Task directions: Swap "mark" for "locate" in the stretch from the line containing "If you could mark the white mushroom" through the end of the entries. Reproduce only those lines, with no other changes.

BEGIN Data section

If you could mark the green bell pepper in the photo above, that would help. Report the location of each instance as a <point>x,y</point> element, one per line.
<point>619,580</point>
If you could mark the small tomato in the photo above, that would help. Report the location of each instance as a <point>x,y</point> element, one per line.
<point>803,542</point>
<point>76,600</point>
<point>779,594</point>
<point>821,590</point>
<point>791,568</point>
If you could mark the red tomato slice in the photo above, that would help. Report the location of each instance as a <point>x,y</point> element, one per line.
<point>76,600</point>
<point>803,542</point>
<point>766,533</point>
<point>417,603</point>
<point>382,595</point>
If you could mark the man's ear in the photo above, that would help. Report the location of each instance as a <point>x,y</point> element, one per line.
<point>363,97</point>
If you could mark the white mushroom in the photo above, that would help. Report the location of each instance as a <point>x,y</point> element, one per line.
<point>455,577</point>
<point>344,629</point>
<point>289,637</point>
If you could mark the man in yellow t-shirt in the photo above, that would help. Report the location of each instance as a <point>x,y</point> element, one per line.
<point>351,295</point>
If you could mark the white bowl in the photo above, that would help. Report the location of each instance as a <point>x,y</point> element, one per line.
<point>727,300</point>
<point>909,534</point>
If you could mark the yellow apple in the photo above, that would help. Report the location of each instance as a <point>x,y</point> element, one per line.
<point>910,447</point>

END Data section

The response:
If you could locate the white mushroom in the photo above, that would help. Report the location of each instance as a <point>x,y</point> element, one per line.
<point>455,577</point>
<point>344,629</point>
<point>289,637</point>
If you could locate the man in yellow t-shirt in the photo above, that would help. Report the location of each instance as a <point>x,y</point> element, one per line.
<point>351,295</point>
If you could locate the white bowl in the photo above, that would help. Report the location of each instance as a <point>x,y</point> element, one per line.
<point>727,300</point>
<point>909,534</point>
If you could locate the yellow apple in the photo above, that would help. Report the location of each instance as a <point>x,y</point> element, one per line.
<point>910,447</point>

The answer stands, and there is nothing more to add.